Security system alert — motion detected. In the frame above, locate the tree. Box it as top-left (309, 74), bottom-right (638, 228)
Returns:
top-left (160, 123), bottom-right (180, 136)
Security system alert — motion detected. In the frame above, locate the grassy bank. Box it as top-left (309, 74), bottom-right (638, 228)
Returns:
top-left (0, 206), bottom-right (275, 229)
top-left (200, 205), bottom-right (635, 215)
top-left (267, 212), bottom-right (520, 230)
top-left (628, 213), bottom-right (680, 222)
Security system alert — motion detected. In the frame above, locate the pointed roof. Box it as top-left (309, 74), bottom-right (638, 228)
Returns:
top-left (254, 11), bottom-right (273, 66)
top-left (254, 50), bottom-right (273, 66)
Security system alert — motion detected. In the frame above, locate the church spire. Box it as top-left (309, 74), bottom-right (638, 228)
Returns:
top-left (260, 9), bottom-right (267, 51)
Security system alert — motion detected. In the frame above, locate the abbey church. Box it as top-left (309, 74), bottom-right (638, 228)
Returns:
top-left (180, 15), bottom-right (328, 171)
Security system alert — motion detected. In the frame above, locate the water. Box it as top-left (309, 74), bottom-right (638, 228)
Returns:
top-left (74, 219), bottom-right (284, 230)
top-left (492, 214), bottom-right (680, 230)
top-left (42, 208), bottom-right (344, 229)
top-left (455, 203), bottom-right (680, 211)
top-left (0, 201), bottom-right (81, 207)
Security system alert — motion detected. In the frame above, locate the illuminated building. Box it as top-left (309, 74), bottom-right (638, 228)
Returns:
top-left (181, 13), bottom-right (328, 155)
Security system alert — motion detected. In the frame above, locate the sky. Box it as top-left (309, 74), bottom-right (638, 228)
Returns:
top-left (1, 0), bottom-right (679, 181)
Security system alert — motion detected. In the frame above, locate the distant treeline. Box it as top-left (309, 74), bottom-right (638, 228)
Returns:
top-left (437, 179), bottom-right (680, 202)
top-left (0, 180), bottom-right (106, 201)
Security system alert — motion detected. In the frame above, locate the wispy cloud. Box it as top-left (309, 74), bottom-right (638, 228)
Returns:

■ **What the task asks**: Transcribe the data in full, matching every line exactly.

■ **Solution to this task**:
Security system alert — motion detected. In the frame above, locate the tree. Box it as top-left (309, 74), bottom-right (638, 228)
Returns:
top-left (160, 123), bottom-right (180, 136)
Security system alert — motion detected. In the frame above, locate the grassy bank. Box it as top-left (309, 74), bottom-right (638, 228)
Returns:
top-left (0, 206), bottom-right (275, 229)
top-left (200, 205), bottom-right (635, 215)
top-left (267, 212), bottom-right (520, 230)
top-left (628, 213), bottom-right (680, 222)
Security system alert — motion detected. In the frame above, locate the pointed roof. Box it as top-left (309, 74), bottom-right (638, 228)
Returns:
top-left (254, 11), bottom-right (273, 66)
top-left (254, 50), bottom-right (273, 66)
Security system alert — motion detected. In the frame above, locate the church spire. Box it as top-left (309, 74), bottom-right (638, 228)
Returns:
top-left (260, 9), bottom-right (267, 51)
Security system alert — motion detected. In the frame above, locate the abbey church. Box it as top-left (309, 74), bottom-right (638, 228)
Returns:
top-left (180, 15), bottom-right (328, 171)
Security system alert — motion detected. In the frame above, locate the water. Box it as top-left (309, 74), bottom-right (638, 228)
Returns:
top-left (74, 219), bottom-right (284, 230)
top-left (492, 214), bottom-right (680, 230)
top-left (42, 208), bottom-right (344, 229)
top-left (455, 203), bottom-right (680, 211)
top-left (0, 201), bottom-right (81, 207)
Security system alert — motion detected. In the frame above, locate the illuminated building. Box it as top-left (309, 74), bottom-right (638, 228)
Returns:
top-left (181, 13), bottom-right (328, 155)
Security system alert — motion detected. In the frame above, locate the sky. Box it as top-left (309, 74), bottom-right (638, 228)
Returns:
top-left (1, 0), bottom-right (679, 181)
Security system alert — motion detected. In the frame above, locate the distant treeline. Box it as top-left (309, 74), bottom-right (638, 228)
Returns:
top-left (437, 179), bottom-right (680, 202)
top-left (0, 180), bottom-right (106, 201)
Security system alert — motion detected. In the frame above, locate the wispy cloud. Box it as top-left (309, 74), bottom-right (638, 228)
Returns:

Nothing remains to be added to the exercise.